:: Provided entries ::
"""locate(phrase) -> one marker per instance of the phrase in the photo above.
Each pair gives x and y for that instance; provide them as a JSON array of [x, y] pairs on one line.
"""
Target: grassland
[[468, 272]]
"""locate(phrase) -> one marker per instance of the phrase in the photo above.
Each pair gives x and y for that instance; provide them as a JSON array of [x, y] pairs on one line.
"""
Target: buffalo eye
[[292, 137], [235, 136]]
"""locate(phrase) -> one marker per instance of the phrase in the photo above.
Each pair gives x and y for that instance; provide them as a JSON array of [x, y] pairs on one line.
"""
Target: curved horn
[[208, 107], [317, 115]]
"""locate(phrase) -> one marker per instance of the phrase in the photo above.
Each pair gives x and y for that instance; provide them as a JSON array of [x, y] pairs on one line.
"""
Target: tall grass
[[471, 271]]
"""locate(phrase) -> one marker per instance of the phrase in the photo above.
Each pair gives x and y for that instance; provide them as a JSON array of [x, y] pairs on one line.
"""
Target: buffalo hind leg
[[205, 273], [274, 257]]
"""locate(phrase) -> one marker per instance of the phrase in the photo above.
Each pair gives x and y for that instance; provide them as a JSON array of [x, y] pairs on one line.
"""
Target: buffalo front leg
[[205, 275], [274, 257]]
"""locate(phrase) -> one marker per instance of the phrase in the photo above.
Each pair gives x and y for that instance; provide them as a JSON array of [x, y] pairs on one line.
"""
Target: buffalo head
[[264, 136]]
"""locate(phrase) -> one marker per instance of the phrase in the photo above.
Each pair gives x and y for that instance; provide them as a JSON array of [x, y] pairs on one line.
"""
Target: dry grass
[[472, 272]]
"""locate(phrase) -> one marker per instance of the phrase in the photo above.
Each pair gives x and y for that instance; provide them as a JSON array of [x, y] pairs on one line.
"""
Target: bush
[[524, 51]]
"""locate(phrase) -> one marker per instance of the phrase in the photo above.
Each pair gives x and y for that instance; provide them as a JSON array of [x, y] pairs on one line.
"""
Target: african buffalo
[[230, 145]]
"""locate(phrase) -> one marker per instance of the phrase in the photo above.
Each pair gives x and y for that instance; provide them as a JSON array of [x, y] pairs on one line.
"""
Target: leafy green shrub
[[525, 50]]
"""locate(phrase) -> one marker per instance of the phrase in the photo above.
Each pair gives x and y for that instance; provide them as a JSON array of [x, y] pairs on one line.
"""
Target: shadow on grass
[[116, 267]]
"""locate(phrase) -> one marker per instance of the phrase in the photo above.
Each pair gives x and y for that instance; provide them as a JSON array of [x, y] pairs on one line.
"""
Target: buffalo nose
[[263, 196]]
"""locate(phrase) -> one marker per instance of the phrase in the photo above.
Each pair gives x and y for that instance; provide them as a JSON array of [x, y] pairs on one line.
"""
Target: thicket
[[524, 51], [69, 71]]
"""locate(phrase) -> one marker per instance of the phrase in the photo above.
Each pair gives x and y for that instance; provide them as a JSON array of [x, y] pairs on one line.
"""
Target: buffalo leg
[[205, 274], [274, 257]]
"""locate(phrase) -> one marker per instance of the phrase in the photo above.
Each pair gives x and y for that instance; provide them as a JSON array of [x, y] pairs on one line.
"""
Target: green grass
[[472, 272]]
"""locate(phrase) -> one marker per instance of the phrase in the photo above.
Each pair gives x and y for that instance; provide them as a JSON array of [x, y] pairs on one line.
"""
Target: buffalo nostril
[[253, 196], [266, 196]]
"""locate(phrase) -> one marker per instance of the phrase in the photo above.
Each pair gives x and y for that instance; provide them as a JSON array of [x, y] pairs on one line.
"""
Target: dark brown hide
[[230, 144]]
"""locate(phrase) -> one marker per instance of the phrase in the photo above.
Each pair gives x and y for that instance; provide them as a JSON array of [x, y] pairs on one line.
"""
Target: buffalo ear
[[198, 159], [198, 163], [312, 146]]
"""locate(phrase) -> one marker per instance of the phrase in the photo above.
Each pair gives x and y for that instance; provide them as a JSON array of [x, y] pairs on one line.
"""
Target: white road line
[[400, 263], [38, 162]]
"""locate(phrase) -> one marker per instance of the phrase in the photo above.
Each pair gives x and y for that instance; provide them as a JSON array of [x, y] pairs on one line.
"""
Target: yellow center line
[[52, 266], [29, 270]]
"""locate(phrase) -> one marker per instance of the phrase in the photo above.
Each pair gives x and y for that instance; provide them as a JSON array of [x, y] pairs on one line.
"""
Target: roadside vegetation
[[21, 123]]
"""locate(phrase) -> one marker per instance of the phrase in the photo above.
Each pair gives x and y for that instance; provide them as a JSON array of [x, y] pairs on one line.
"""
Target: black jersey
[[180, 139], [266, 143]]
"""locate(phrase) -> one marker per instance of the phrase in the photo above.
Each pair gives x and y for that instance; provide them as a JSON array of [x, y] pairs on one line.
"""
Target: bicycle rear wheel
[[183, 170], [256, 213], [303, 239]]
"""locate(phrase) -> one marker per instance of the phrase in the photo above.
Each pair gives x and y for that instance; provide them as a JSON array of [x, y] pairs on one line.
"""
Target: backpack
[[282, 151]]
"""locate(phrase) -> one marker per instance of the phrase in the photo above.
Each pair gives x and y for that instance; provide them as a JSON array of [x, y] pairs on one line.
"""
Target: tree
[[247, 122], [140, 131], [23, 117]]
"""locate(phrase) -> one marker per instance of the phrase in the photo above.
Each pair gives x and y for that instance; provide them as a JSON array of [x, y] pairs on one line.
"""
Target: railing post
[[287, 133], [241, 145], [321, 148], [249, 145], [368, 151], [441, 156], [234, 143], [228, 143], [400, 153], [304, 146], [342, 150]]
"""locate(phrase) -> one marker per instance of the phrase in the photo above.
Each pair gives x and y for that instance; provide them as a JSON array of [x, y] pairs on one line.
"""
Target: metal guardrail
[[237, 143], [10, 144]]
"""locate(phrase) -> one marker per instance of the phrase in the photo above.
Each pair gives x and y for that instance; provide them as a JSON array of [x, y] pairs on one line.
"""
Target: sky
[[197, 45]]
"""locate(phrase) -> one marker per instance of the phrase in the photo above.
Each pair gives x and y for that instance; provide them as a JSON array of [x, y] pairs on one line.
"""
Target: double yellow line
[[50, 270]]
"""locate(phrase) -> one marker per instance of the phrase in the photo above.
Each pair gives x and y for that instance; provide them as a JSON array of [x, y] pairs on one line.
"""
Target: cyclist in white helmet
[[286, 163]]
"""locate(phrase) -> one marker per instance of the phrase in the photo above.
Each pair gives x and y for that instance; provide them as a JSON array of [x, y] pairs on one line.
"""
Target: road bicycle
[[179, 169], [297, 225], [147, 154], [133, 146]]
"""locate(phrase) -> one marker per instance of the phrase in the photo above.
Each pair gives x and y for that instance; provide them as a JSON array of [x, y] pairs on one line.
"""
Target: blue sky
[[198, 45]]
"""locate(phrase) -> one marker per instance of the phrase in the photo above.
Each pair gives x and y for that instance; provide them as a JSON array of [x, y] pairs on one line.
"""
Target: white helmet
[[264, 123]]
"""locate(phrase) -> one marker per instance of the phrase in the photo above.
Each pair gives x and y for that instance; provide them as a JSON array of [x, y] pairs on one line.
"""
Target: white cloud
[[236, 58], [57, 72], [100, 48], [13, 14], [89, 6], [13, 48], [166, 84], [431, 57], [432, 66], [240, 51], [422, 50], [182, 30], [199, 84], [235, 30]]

:: Brief ::
Counting case-sensitively, how many lines in the records above contain the word "helmet"? Reply with the number only.

:: Task output ::
2